● **Short exercise**
Tally the rows below that contain the string "bumper". Reply with the count alone.

::: Information shown

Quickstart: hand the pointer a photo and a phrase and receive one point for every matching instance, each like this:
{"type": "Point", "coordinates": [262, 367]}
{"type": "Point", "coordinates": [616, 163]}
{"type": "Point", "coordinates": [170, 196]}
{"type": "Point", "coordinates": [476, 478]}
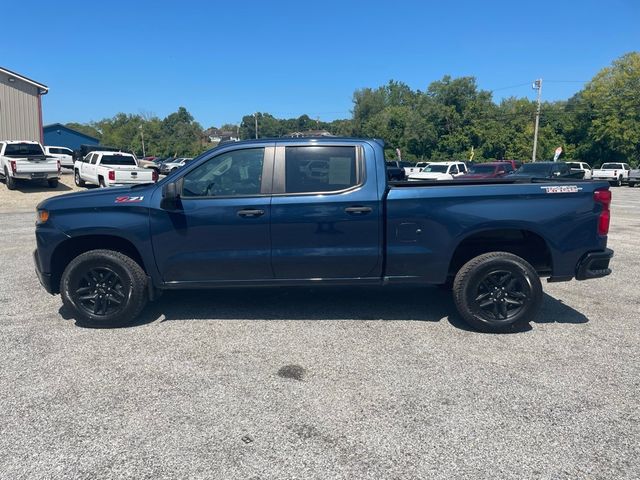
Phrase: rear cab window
{"type": "Point", "coordinates": [118, 160]}
{"type": "Point", "coordinates": [23, 149]}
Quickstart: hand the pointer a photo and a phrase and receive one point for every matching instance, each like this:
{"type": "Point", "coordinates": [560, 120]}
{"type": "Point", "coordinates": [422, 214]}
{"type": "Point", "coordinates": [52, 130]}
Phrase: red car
{"type": "Point", "coordinates": [489, 170]}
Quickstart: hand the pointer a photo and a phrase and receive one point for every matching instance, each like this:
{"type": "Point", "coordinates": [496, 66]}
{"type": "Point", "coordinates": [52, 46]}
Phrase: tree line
{"type": "Point", "coordinates": [450, 119]}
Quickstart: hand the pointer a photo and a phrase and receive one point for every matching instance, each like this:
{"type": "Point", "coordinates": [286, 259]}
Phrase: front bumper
{"type": "Point", "coordinates": [45, 278]}
{"type": "Point", "coordinates": [36, 175]}
{"type": "Point", "coordinates": [594, 265]}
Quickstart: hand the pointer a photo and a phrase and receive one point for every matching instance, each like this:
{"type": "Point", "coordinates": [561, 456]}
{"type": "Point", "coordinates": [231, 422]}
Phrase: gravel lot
{"type": "Point", "coordinates": [303, 383]}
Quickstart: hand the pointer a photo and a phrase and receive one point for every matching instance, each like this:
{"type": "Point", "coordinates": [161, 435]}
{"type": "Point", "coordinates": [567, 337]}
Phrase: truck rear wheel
{"type": "Point", "coordinates": [10, 181]}
{"type": "Point", "coordinates": [497, 291]}
{"type": "Point", "coordinates": [104, 288]}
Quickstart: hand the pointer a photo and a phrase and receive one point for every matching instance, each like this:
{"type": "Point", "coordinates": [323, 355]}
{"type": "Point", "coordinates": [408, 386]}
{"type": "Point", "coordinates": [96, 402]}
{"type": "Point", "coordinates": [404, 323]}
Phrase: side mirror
{"type": "Point", "coordinates": [171, 196]}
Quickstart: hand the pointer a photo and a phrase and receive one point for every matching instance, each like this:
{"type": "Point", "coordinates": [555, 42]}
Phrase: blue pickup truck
{"type": "Point", "coordinates": [320, 211]}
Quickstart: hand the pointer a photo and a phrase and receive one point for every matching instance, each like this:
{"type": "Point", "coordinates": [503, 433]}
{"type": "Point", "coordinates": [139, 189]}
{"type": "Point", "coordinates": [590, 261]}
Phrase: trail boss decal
{"type": "Point", "coordinates": [562, 189]}
{"type": "Point", "coordinates": [128, 199]}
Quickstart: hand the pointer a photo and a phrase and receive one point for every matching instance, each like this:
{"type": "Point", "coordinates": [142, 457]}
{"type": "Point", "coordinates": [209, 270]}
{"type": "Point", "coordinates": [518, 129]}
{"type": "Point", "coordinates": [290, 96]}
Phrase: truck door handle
{"type": "Point", "coordinates": [250, 213]}
{"type": "Point", "coordinates": [358, 210]}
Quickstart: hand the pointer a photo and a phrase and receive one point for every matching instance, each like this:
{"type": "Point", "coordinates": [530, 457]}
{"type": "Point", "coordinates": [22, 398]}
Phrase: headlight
{"type": "Point", "coordinates": [42, 217]}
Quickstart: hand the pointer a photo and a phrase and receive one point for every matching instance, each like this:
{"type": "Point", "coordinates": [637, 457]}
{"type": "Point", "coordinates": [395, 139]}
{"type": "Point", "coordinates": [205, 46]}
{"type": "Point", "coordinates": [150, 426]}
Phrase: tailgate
{"type": "Point", "coordinates": [135, 175]}
{"type": "Point", "coordinates": [36, 165]}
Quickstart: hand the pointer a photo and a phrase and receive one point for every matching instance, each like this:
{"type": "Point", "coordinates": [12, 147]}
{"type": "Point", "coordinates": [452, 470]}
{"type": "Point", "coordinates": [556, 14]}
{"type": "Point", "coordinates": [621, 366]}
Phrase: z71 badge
{"type": "Point", "coordinates": [562, 189]}
{"type": "Point", "coordinates": [128, 199]}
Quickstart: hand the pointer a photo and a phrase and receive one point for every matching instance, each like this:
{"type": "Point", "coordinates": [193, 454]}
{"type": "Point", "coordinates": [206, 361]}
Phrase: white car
{"type": "Point", "coordinates": [168, 167]}
{"type": "Point", "coordinates": [411, 169]}
{"type": "Point", "coordinates": [26, 160]}
{"type": "Point", "coordinates": [64, 154]}
{"type": "Point", "coordinates": [111, 169]}
{"type": "Point", "coordinates": [436, 171]}
{"type": "Point", "coordinates": [581, 167]}
{"type": "Point", "coordinates": [615, 173]}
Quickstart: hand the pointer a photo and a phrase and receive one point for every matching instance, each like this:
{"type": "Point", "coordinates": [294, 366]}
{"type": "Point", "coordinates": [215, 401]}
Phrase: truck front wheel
{"type": "Point", "coordinates": [78, 180]}
{"type": "Point", "coordinates": [104, 288]}
{"type": "Point", "coordinates": [497, 291]}
{"type": "Point", "coordinates": [10, 181]}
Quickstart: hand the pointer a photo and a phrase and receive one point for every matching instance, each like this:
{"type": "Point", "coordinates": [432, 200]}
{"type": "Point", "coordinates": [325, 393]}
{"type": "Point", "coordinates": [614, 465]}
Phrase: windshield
{"type": "Point", "coordinates": [535, 168]}
{"type": "Point", "coordinates": [23, 149]}
{"type": "Point", "coordinates": [433, 168]}
{"type": "Point", "coordinates": [482, 169]}
{"type": "Point", "coordinates": [125, 160]}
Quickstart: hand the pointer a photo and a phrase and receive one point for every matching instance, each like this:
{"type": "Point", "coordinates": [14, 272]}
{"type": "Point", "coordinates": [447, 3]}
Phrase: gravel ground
{"type": "Point", "coordinates": [336, 383]}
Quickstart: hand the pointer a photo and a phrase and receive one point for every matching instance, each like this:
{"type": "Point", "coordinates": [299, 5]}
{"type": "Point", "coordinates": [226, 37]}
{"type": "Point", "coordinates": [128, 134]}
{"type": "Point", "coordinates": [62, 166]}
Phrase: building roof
{"type": "Point", "coordinates": [44, 89]}
{"type": "Point", "coordinates": [59, 126]}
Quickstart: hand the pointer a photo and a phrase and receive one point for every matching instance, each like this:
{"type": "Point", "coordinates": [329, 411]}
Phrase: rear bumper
{"type": "Point", "coordinates": [45, 278]}
{"type": "Point", "coordinates": [594, 265]}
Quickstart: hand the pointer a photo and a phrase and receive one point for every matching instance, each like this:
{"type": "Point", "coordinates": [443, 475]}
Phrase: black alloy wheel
{"type": "Point", "coordinates": [101, 292]}
{"type": "Point", "coordinates": [104, 288]}
{"type": "Point", "coordinates": [496, 291]}
{"type": "Point", "coordinates": [501, 295]}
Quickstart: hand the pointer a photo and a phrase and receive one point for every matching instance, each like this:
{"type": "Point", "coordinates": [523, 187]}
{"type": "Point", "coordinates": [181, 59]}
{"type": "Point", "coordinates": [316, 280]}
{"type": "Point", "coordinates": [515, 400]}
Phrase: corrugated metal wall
{"type": "Point", "coordinates": [19, 112]}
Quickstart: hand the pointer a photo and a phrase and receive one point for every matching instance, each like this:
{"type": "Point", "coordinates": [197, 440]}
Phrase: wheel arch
{"type": "Point", "coordinates": [74, 246]}
{"type": "Point", "coordinates": [521, 241]}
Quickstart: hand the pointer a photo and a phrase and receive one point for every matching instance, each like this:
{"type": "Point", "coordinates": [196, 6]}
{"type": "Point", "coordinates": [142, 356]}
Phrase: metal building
{"type": "Point", "coordinates": [20, 107]}
{"type": "Point", "coordinates": [59, 135]}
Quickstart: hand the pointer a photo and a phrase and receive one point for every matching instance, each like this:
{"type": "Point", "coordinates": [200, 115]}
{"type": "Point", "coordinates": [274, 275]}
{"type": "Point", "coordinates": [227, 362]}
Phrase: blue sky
{"type": "Point", "coordinates": [222, 60]}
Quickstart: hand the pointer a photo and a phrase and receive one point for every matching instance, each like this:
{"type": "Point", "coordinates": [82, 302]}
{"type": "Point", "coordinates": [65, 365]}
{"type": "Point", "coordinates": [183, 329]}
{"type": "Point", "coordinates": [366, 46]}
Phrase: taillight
{"type": "Point", "coordinates": [603, 197]}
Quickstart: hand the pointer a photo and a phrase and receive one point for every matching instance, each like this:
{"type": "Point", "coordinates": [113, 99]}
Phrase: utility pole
{"type": "Point", "coordinates": [255, 116]}
{"type": "Point", "coordinates": [144, 154]}
{"type": "Point", "coordinates": [537, 85]}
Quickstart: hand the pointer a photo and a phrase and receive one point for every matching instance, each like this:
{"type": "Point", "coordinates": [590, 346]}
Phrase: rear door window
{"type": "Point", "coordinates": [320, 169]}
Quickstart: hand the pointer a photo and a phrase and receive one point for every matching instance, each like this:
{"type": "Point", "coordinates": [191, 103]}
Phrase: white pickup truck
{"type": "Point", "coordinates": [111, 169]}
{"type": "Point", "coordinates": [64, 154]}
{"type": "Point", "coordinates": [26, 160]}
{"type": "Point", "coordinates": [614, 173]}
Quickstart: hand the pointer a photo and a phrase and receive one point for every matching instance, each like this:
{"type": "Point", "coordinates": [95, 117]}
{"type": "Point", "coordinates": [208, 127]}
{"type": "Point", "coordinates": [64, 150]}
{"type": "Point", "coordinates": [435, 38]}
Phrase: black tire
{"type": "Point", "coordinates": [497, 291]}
{"type": "Point", "coordinates": [95, 281]}
{"type": "Point", "coordinates": [10, 181]}
{"type": "Point", "coordinates": [76, 178]}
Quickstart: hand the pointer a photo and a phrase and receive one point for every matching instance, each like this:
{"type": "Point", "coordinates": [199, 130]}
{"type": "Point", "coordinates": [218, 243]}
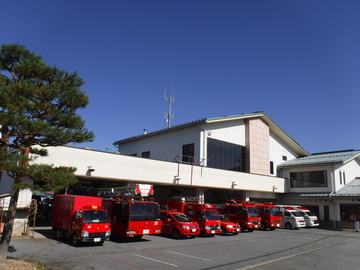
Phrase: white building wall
{"type": "Point", "coordinates": [232, 132]}
{"type": "Point", "coordinates": [113, 166]}
{"type": "Point", "coordinates": [348, 171]}
{"type": "Point", "coordinates": [329, 169]}
{"type": "Point", "coordinates": [165, 146]}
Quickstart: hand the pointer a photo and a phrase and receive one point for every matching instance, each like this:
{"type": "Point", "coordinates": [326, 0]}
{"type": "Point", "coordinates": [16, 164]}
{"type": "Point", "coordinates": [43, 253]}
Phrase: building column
{"type": "Point", "coordinates": [199, 193]}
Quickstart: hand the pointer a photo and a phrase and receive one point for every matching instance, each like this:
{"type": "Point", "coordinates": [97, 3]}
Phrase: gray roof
{"type": "Point", "coordinates": [337, 157]}
{"type": "Point", "coordinates": [273, 127]}
{"type": "Point", "coordinates": [352, 189]}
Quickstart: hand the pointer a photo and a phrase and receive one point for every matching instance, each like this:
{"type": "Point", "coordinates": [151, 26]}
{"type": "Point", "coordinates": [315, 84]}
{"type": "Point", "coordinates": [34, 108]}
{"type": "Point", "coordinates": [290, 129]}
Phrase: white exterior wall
{"type": "Point", "coordinates": [113, 166]}
{"type": "Point", "coordinates": [329, 169]}
{"type": "Point", "coordinates": [165, 146]}
{"type": "Point", "coordinates": [351, 171]}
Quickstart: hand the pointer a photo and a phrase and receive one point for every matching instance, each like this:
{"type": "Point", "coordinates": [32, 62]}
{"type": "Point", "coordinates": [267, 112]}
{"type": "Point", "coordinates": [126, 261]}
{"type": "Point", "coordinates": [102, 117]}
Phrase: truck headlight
{"type": "Point", "coordinates": [84, 234]}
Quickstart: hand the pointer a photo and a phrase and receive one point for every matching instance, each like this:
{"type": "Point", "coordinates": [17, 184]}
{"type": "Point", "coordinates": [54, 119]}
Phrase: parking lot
{"type": "Point", "coordinates": [279, 249]}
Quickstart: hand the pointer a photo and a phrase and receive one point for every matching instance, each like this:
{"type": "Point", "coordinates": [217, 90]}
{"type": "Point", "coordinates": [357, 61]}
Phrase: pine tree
{"type": "Point", "coordinates": [38, 106]}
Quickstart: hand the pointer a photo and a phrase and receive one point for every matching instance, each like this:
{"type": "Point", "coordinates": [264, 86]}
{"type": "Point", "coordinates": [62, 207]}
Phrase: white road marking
{"type": "Point", "coordinates": [188, 255]}
{"type": "Point", "coordinates": [290, 256]}
{"type": "Point", "coordinates": [155, 260]}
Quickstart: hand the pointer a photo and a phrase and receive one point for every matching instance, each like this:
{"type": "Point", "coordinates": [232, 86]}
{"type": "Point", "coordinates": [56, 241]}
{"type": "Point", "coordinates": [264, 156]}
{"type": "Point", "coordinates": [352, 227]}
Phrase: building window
{"type": "Point", "coordinates": [340, 177]}
{"type": "Point", "coordinates": [224, 155]}
{"type": "Point", "coordinates": [350, 212]}
{"type": "Point", "coordinates": [308, 179]}
{"type": "Point", "coordinates": [188, 153]}
{"type": "Point", "coordinates": [146, 154]}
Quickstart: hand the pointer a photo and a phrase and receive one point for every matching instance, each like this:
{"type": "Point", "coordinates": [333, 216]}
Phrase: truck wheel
{"type": "Point", "coordinates": [74, 240]}
{"type": "Point", "coordinates": [176, 234]}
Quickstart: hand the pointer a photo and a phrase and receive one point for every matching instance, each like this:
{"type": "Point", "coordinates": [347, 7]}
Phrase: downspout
{"type": "Point", "coordinates": [202, 159]}
{"type": "Point", "coordinates": [332, 178]}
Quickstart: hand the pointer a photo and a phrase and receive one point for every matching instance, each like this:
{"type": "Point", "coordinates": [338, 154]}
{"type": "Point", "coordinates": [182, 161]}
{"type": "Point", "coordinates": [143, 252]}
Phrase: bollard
{"type": "Point", "coordinates": [357, 226]}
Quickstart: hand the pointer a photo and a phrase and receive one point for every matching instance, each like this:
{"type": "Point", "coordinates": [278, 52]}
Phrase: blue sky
{"type": "Point", "coordinates": [298, 61]}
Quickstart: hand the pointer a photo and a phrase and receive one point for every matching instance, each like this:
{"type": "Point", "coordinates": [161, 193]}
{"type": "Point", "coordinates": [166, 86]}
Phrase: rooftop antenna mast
{"type": "Point", "coordinates": [169, 115]}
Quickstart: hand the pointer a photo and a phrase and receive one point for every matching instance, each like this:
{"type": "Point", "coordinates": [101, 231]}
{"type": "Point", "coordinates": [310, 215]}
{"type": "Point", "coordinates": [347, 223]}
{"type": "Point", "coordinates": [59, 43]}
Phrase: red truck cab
{"type": "Point", "coordinates": [133, 218]}
{"type": "Point", "coordinates": [178, 225]}
{"type": "Point", "coordinates": [244, 213]}
{"type": "Point", "coordinates": [80, 218]}
{"type": "Point", "coordinates": [270, 216]}
{"type": "Point", "coordinates": [204, 214]}
{"type": "Point", "coordinates": [229, 227]}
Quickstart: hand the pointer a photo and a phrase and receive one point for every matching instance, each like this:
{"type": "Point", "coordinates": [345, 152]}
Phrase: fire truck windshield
{"type": "Point", "coordinates": [96, 216]}
{"type": "Point", "coordinates": [182, 218]}
{"type": "Point", "coordinates": [143, 211]}
{"type": "Point", "coordinates": [253, 211]}
{"type": "Point", "coordinates": [211, 215]}
{"type": "Point", "coordinates": [275, 211]}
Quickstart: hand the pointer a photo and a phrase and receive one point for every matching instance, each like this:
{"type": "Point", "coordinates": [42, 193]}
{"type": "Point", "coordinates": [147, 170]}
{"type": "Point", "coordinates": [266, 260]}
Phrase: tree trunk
{"type": "Point", "coordinates": [8, 228]}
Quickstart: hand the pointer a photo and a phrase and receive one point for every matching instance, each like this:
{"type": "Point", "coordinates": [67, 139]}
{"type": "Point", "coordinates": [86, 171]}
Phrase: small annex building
{"type": "Point", "coordinates": [327, 183]}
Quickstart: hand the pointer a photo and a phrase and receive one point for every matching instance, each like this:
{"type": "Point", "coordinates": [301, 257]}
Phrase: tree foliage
{"type": "Point", "coordinates": [38, 105]}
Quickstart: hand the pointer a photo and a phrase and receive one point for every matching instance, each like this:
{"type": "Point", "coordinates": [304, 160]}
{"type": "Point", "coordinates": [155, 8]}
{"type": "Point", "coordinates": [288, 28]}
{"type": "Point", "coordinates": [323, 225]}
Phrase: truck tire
{"type": "Point", "coordinates": [74, 240]}
{"type": "Point", "coordinates": [263, 226]}
{"type": "Point", "coordinates": [176, 234]}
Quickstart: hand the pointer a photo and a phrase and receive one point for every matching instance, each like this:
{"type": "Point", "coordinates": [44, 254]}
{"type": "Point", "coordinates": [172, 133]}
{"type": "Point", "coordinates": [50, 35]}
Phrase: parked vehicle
{"type": "Point", "coordinates": [291, 218]}
{"type": "Point", "coordinates": [133, 214]}
{"type": "Point", "coordinates": [311, 219]}
{"type": "Point", "coordinates": [178, 225]}
{"type": "Point", "coordinates": [80, 218]}
{"type": "Point", "coordinates": [229, 227]}
{"type": "Point", "coordinates": [202, 213]}
{"type": "Point", "coordinates": [245, 213]}
{"type": "Point", "coordinates": [270, 216]}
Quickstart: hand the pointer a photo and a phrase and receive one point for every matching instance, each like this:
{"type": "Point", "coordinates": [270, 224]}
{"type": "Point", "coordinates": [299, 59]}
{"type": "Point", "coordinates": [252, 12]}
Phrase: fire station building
{"type": "Point", "coordinates": [244, 157]}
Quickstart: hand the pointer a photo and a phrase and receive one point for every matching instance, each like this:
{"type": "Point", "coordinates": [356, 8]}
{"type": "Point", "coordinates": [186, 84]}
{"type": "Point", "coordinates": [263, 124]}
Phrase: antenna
{"type": "Point", "coordinates": [169, 115]}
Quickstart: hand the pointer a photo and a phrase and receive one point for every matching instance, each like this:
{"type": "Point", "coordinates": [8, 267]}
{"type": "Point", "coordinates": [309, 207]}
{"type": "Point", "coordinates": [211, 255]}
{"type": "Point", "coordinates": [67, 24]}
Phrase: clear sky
{"type": "Point", "coordinates": [298, 61]}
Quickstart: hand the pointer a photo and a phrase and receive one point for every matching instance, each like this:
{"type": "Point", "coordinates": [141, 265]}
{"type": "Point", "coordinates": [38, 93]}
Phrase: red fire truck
{"type": "Point", "coordinates": [80, 218]}
{"type": "Point", "coordinates": [178, 225]}
{"type": "Point", "coordinates": [244, 213]}
{"type": "Point", "coordinates": [131, 211]}
{"type": "Point", "coordinates": [202, 213]}
{"type": "Point", "coordinates": [270, 216]}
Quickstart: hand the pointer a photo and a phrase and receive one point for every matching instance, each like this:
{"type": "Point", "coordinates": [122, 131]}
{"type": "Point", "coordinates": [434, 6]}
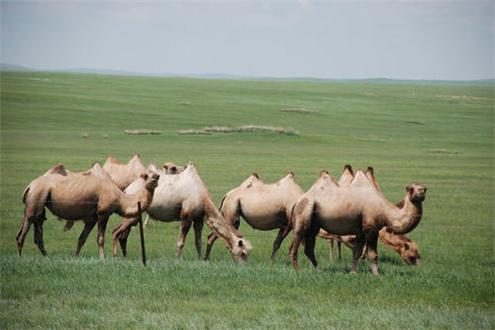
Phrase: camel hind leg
{"type": "Point", "coordinates": [198, 230]}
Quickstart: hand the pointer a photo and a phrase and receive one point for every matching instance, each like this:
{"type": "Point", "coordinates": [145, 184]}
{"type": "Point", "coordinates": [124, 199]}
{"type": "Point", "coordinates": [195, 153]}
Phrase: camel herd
{"type": "Point", "coordinates": [351, 210]}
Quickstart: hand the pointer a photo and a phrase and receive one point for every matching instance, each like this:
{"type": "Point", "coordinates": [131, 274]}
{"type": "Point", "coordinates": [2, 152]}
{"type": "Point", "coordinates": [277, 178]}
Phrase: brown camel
{"type": "Point", "coordinates": [185, 197]}
{"type": "Point", "coordinates": [90, 196]}
{"type": "Point", "coordinates": [124, 174]}
{"type": "Point", "coordinates": [404, 246]}
{"type": "Point", "coordinates": [263, 206]}
{"type": "Point", "coordinates": [355, 210]}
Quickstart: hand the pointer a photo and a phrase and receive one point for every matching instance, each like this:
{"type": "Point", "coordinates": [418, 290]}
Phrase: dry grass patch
{"type": "Point", "coordinates": [142, 132]}
{"type": "Point", "coordinates": [241, 129]}
{"type": "Point", "coordinates": [298, 110]}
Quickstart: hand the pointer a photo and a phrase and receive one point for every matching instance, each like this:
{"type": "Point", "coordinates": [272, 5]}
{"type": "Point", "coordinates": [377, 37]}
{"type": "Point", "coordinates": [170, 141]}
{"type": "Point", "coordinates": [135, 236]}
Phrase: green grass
{"type": "Point", "coordinates": [409, 133]}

::::::

● **Correct output**
2